• **Entries taken from a collection**
━━━

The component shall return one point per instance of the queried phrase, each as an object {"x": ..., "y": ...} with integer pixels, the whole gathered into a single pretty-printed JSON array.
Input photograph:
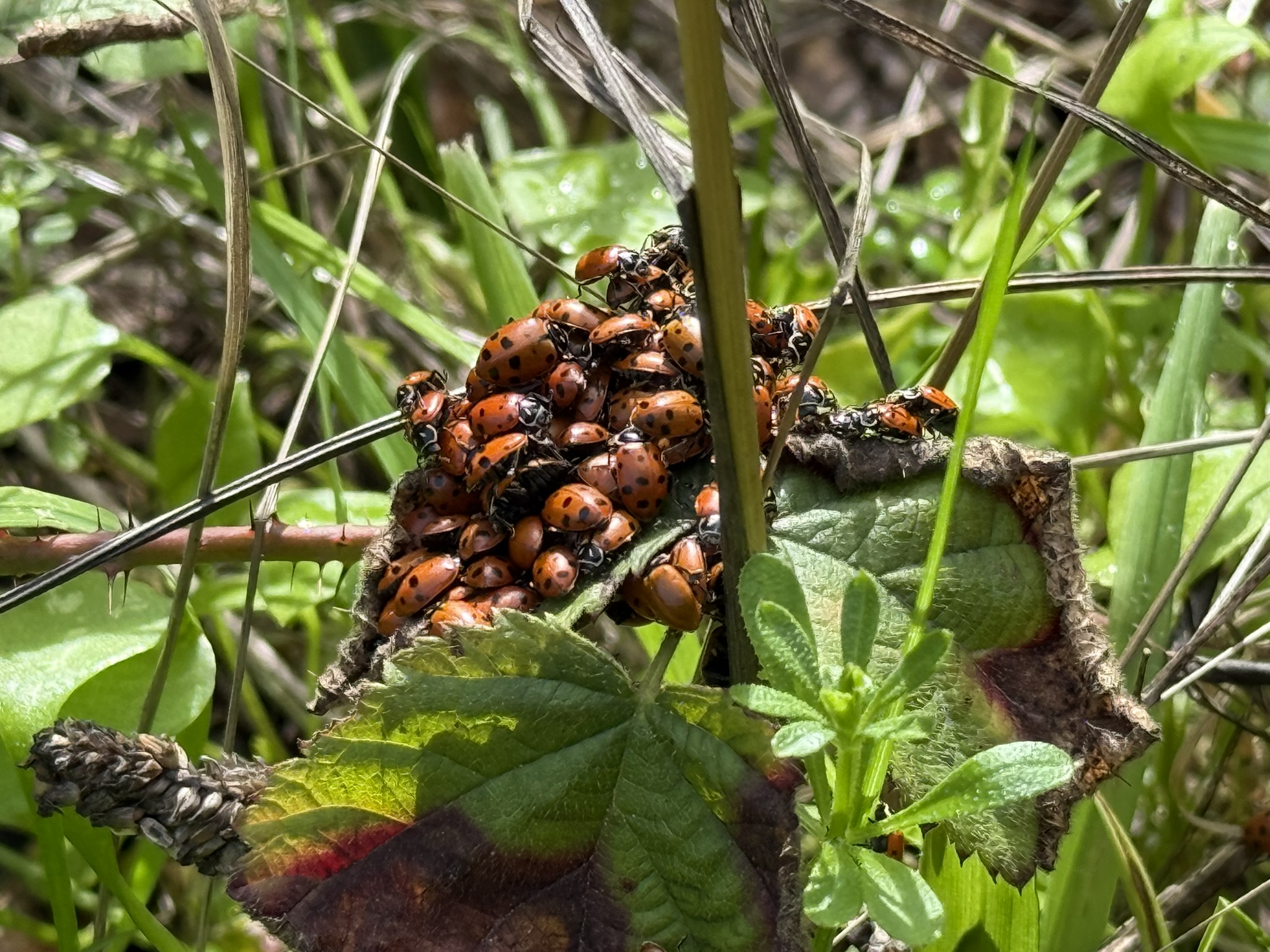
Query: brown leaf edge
[
  {"x": 75, "y": 36},
  {"x": 1064, "y": 689}
]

━━━

• **Aim**
Rewrite the listing with "photograph" changed to "image" wherever it occurs, keeping every other part unchanged and leaving out the pictures.

• **Solution**
The component shall return one point per instance of the queried phrase, each as an object {"x": ..., "y": ...} with integer pixels, the whole gathered into a single pretty-printed JSON array.
Input image:
Query: brown leaf edge
[
  {"x": 75, "y": 36},
  {"x": 1064, "y": 689}
]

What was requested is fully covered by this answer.